[REQUEST]:
Your task is to print the material below exactly as presented.

[MATERIALS PROVIDED]:
-- Begin --

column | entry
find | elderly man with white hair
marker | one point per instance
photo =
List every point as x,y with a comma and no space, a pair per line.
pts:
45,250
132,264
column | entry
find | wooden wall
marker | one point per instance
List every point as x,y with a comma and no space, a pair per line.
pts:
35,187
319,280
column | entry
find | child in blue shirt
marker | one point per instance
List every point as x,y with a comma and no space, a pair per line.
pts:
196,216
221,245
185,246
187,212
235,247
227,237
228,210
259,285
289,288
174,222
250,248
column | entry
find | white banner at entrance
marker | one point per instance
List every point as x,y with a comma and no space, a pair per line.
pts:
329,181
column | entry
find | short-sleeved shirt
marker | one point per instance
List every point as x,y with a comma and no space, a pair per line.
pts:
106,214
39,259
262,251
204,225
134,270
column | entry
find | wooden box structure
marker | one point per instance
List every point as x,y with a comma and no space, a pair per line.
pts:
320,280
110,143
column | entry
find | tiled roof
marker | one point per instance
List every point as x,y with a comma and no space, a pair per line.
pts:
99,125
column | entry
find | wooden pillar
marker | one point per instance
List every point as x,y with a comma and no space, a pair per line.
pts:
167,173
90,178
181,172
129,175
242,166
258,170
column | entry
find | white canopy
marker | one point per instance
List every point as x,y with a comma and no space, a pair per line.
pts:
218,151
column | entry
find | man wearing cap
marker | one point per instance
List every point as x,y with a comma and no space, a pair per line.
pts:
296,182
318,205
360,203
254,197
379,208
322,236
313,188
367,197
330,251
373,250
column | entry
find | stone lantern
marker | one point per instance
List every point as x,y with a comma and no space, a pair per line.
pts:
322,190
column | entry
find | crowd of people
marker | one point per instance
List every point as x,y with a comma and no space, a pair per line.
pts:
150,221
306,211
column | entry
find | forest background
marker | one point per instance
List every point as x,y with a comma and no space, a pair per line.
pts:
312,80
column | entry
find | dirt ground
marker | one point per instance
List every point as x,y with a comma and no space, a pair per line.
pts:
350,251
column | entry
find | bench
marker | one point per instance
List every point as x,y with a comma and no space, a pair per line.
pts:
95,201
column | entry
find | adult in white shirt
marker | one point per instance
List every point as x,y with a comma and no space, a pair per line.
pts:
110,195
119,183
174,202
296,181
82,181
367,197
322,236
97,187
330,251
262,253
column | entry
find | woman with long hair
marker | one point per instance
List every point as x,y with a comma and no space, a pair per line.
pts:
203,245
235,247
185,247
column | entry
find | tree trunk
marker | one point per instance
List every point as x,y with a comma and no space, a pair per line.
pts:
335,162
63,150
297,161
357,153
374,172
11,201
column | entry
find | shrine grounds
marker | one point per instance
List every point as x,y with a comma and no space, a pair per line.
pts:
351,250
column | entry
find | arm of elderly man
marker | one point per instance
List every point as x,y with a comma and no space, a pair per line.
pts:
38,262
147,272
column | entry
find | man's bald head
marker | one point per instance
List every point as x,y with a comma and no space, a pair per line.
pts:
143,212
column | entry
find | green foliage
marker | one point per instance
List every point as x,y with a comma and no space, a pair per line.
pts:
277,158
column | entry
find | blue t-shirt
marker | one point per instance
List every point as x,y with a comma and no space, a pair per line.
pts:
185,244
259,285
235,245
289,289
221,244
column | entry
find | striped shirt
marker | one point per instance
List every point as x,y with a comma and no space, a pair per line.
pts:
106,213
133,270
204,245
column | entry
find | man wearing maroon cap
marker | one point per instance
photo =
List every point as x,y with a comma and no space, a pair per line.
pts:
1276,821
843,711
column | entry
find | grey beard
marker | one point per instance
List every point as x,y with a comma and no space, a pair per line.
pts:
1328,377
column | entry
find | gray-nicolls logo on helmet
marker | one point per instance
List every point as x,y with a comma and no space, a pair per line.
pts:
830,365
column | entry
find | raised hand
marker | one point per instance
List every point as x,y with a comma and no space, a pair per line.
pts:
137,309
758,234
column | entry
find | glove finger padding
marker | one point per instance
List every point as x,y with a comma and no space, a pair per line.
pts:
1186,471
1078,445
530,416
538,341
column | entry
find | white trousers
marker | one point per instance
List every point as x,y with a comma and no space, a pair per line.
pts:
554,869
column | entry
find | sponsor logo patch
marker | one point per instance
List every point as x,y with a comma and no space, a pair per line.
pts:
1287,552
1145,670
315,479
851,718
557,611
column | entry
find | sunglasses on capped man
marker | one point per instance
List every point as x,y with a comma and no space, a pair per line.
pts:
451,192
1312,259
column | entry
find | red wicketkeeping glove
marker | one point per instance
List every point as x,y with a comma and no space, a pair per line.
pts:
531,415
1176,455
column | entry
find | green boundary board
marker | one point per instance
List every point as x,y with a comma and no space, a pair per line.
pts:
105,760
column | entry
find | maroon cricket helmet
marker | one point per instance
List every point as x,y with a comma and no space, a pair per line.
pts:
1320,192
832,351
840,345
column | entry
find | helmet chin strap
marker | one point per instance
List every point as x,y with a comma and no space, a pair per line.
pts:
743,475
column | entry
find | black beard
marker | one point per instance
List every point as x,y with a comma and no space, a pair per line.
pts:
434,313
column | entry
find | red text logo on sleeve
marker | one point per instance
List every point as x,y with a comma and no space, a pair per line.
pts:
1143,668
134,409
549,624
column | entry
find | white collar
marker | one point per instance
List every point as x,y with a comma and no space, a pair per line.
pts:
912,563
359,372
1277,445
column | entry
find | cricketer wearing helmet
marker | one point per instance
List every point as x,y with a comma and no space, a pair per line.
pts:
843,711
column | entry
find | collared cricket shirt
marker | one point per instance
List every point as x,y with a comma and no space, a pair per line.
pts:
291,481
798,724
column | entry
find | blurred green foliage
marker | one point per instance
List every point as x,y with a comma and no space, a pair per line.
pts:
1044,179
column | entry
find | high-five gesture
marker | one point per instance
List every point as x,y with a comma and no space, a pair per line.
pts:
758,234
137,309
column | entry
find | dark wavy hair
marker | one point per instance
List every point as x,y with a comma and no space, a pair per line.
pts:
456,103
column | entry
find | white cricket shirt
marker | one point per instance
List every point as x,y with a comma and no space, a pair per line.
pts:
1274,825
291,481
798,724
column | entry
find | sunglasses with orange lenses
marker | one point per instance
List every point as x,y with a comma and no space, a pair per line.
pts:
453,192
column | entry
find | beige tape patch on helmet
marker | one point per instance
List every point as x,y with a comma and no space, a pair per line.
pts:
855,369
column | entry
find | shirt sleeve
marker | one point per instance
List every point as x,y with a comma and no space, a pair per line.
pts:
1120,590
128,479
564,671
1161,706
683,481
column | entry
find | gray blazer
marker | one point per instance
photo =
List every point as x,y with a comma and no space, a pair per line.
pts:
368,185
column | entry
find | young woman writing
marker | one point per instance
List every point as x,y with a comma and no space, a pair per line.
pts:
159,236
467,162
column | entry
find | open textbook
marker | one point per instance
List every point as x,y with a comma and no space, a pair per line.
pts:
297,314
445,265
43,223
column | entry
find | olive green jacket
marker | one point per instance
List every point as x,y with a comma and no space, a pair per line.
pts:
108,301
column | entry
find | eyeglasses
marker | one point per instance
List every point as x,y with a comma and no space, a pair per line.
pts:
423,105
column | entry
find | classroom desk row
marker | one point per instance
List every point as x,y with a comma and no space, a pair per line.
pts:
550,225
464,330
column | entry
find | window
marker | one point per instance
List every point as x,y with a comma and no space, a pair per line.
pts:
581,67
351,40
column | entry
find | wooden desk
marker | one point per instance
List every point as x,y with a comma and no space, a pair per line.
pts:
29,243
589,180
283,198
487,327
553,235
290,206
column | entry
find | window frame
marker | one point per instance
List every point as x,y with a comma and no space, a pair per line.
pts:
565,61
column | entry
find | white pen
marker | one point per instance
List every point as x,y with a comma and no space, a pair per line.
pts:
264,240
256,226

-- End --

[THE REPLY]:
column | entry
find | elderly man with white hair
marker | one point per instance
photo =
List every point as x,y with a comma and no space, a pair per line.
pts:
45,250
132,264
column | entry
find | wooden wall
marker | one point per instance
List every point as x,y with a comma and no space, a pair per line.
pts:
35,187
319,280
column | entry
find | child in blue shirt
marker | one point per instance
List every point as x,y with a comma and no space, a pair per line.
pts:
196,216
221,245
185,246
187,212
235,247
227,237
228,210
259,285
289,288
174,222
250,248
column | entry
find | white banner at entrance
marker | one point per instance
List every point as x,y with a comma and no space, a pair per line.
pts:
329,181
column | entry
find | short-sleeved shirt
marker | one point per instance
List every point as x,y with a comma and no space, a pair per line.
pts:
106,214
39,259
262,251
204,225
134,270
column | entry
find | wooden box structure
marker | one point per instance
List every point as x,y with a comma and no space, a pair per line.
pts:
320,280
110,143
column | entry
find | tiled roof
marker | one point per instance
List every point as x,y with a comma and no space, a pair per line.
pts:
99,125
column | entry
find | wooden pillar
marker | one point per instance
List every point as x,y with a comma and no space, a pair per line.
pts:
167,173
90,178
181,172
129,175
242,166
258,170
column | entry
find | white canopy
marker | one point per instance
List every point as x,y with a comma and no space, a pair per line.
pts:
218,151
column | entry
find | man wearing cap
marker | one point per instance
List every point as x,y with a comma and no space, a pair per line.
pts:
296,182
318,205
360,203
254,197
379,208
322,236
313,188
367,197
330,251
373,250
column | entry
find | stone lantern
marker | one point per instance
List every point as x,y with a comma and no space, a pair per line.
pts:
322,190
column | entry
find | crowd of people
marker | one point per instance
List every point as x,y with a comma and no space, a pair per line.
pts:
150,221
306,211
column | entry
find | forest background
marker | one point per instance
List every point as x,y with a comma and no space, a pair per line.
pts:
312,80
column | entry
find | dirt ground
marker | one point per instance
List every point as x,y with a comma and no space, a pair per line.
pts:
350,251
column | entry
find | bench
marker | one point per instance
List every point as x,y with a comma and no space, a pair per line.
pts:
95,201
column | entry
find | adult in white shirt
marker | one point per instance
List every point as x,y with a comma and no space, a pair per line.
pts:
110,195
119,183
174,202
296,181
82,181
367,197
322,236
97,187
330,251
262,253
column | entry
find | woman with long hair
marker | one point per instance
List every point as x,y with a comma and no space, a pair per line.
pts:
203,245
235,247
185,247
column | entry
find | tree trunk
marker | one point per instance
List every point as x,y with a comma and no space, a pair per line.
pts:
335,162
63,150
297,161
357,153
374,172
11,201
column | entry
find | shrine grounds
marker | one point per instance
List every point as x,y with a comma and no space, a pair per line.
pts:
351,250
column | entry
find | arm of elderly man
marker | one point per instance
List every point as x,y with a comma and no space, a pair per line.
pts:
38,262
147,272
column | entry
find | man's bald head
marker | one point per instance
List every point as x,y with a comma and no space, a pair per line.
pts:
143,212
column | entry
find | green foliage
marker | one point per instance
List every point as x,y with a comma and no space, a pair per line.
pts:
277,158
column | entry
find | blue t-shirt
marker | one point per instance
List every point as x,y with a comma and no space, a pair per line.
pts:
185,244
259,285
235,245
289,289
221,244
column | entry
find | striped shirt
marker | one point per instance
List every point as x,y with a comma and no space, a pair per line.
pts:
106,213
133,270
204,245
column | entry
find | man wearing maroon cap
marker | one point per instance
photo =
List every point as x,y with a comma and no space, a pair per line.
pts:
1276,821
843,711
column | entry
find | grey beard
marker | one point per instance
List every point as x,y with a comma and no space, a pair per line.
pts:
1328,377
column | entry
find | gray-nicolls logo on helmet
marker | one point per instance
List every point as x,y with a comma and no space, a pair per line.
pts:
830,365
column | entry
find | raised hand
marker | one point per instance
List every point as x,y with a comma and no space, a pair per line.
pts:
137,309
758,234
column | entry
find | glove finger padding
marker | one point per instance
List every point as x,y with a comma and no space, a pair per line.
pts:
1186,471
1078,445
530,416
538,341
column | entry
find | white trousers
marker | one point per instance
List every point as x,y with a comma and no space, a pair per line.
pts:
554,869
column | entry
find | sponsor logo patch
marker | one point per instance
List every point as x,y with a comma and no space, a pair per line.
pts:
1287,552
1145,670
315,479
851,718
557,611
column | entry
find | sunglasses on capped man
marker | one point per instance
List every point as x,y with a comma and no space, a pair per line.
pts:
451,192
1312,259
column | entry
find | red wicketkeeping glove
marker | one point per instance
List every point as x,y with a comma and no space, a pair per line.
pts:
531,415
1176,455
column | entry
find | green boundary board
marker | one point per instance
List every point as x,y with a comma and no space, a pair per line.
pts:
105,760
column | entry
find | maroon cricket helmet
marker | one point per instance
List every point as x,y with a comma and no space, a pair per line.
pts:
1320,192
832,351
840,345
column | entry
find | helmet chin strap
marker | one point per instance
List every point as x,y with a comma and no space, a pair per line.
pts:
743,475
column | entry
find | black beard
marker | one point per instance
List every point as x,y with a comma and no space, a pair per line.
pts:
434,313
column | entry
find | red text logo on sleeve
marker | one point per instance
List every point as x,y with a comma and no space, a pair per line.
pts:
1143,668
134,409
549,624
column | entry
find | white collar
marker | one point per instance
List every point as x,y with a comma and no space, a pair per line.
pts:
912,563
359,372
1277,445
column | entry
find | cricketer wearing helmet
marker | one point per instance
List every point as x,y with a comma and no space, a pair per line.
pts:
843,711
column | entry
find | collared cricket shirt
marker | one point per instance
List every point as x,y with a comma and no space, a pair per line.
pts:
291,481
798,724
column | entry
find | blurred green foliage
marker | one point per instance
List every point as x,y with a comma and no space, a pair per line.
pts:
1044,179
column | entry
find | high-five gesture
marker | one point per instance
List every point as x,y with a comma and no space, a pair per line.
pts:
758,234
137,309
column | entry
find | dark wavy hair
marker | one point per instance
List every point as x,y with a comma and no space, a pair per line.
pts:
456,103
column | entry
find | white cricket shirt
marker | one point per instance
List every point as x,y with a comma and no space, a pair per line.
pts:
1274,825
291,481
798,724
column | entry
find | sunglasses with orange lenses
marker | one point per instance
List every point as x,y with a comma and no space, a pair per line.
pts:
453,192
column | entry
find | beige tape patch on helmet
marker | one point per instance
List every point as x,y with a comma and no space, a pair per line.
pts:
855,369
column | entry
find | shirt sleeve
marker | one point per instance
List every point as x,y with a comma and no space, a pair per line.
pts:
1120,590
128,479
564,671
1161,706
683,481
column | entry
find | gray blazer
marker | one point per instance
photo =
List every point as x,y with a comma and no space, a pair per line.
pts:
368,185
column | entry
find | young woman writing
marker | one point per instance
List every point as x,y with a comma and no space, a pair per line.
pts:
159,236
467,162
column | entry
find | open textbook
marker | one point per instance
List every point as x,y with a comma and no space, a pair per line.
pts:
297,314
445,265
43,223
column | entry
find | olive green jacket
marker | one point per instance
List every point as x,y with a comma and no space, a pair per line.
pts:
108,301
column | entry
find | eyeglasses
marker | one point per instance
List every point as x,y with a comma and no space, a pair per line.
pts:
423,105
column | entry
find | classroom desk row
marker | one point per instance
List every point as x,y with a comma and no space, a pair per line.
pts:
550,225
464,330
column | entry
find | window
marker | one point per instance
List every point as x,y with a comma and no space, a pair per line.
pts:
581,67
351,40
column | entry
find | wooden desk
marker | one point per instance
List every point as x,y with a comma and no space, a pair per line.
pts:
29,243
589,180
283,198
487,327
553,235
290,206
column | entry
find | window frame
marker | one point per instance
List every point as x,y with a comma and no space, a pair per line.
pts:
565,61
column | entry
find | white pen
marker | one point per instance
List every point as x,y with a comma and no space, a pair per line.
pts:
264,240
256,226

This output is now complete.